The Dodd-Frank Act and the Financial Stability Oversight Council has designated the major US clearinghouses as Systemically Important Financial Market Utilities (SIFMU’s). That means that any risk to clearinghouses are by definition systemic risks. For both their own sake and that of the whole financial system, the clearinghouses have to protect their risk profile. To facilitate their own risk management, they can and do raise margins and haircuts on a stock by stock or firm by firm basis. The concentration of buying in GME and related stocks and derivatives that were having 100% intraday moves was threatening their health, and it meant that they needed to pull the plug on new GME exposure.

RECORDED INFORMATION →
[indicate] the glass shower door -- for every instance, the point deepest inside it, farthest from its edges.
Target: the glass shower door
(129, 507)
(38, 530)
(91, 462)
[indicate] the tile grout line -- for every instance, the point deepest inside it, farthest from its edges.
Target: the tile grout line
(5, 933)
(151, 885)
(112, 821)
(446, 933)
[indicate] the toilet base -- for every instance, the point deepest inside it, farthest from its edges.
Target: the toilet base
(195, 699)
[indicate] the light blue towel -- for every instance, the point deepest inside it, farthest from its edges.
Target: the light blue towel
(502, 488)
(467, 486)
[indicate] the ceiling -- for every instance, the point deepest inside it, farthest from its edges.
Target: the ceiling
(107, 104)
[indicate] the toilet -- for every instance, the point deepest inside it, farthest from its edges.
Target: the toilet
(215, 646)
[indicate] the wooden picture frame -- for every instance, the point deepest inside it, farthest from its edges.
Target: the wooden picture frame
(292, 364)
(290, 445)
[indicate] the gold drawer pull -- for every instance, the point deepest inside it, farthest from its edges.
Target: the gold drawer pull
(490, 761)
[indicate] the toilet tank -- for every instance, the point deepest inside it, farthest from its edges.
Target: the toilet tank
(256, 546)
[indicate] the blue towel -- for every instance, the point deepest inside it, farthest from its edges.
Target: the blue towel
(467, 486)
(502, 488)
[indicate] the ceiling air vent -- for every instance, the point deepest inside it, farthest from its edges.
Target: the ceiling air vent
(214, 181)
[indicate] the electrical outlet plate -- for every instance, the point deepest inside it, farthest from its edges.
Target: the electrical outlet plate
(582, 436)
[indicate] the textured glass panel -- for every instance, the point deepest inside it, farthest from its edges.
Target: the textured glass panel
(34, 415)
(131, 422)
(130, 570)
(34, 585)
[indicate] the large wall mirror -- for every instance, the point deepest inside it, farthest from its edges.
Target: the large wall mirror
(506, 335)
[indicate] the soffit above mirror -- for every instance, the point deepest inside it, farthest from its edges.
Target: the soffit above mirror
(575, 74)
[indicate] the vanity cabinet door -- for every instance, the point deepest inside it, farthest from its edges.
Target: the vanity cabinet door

SHORT TASK 1 → In the passage on clearinghouses and GME trading, what designation were the major US clearinghouses given?
SHORT TASK 2 → Pick up the passage on clearinghouses and GME trading after its last sentence and keep writing.

REPLY 1 → Systemically Important Financial Market Utilities (SIFMU’s).

REPLY 2 →
Risk flows up the financial stream. If a customer can’t meet his obligations, the broker must meet them on his behalf. If a broker can’t meet its obligations because too many customers can’t meet theirs, then the clearinghouse must meet them on the broker’s behalf. This is where it becomes a systemic risk. If a clearinghouse needs more capital, it calls on its member firms to supply it. A broker may be doing a solid job of managing its own risks, but may not be prepared to meet the incremental risk of facilitating a clearinghouse’s shortfall that arose from a less responsible member’s failure. That could lead to cascading failures and threaten a major SIFMU.
We may have been quite close to a systemic failure. The most crucial questions that can be raised at today’s hearing are “how close were we” and “what can we do to avoid a similar potential calamity”? I fear that those questions will need to be asked again at a later date in a different setting.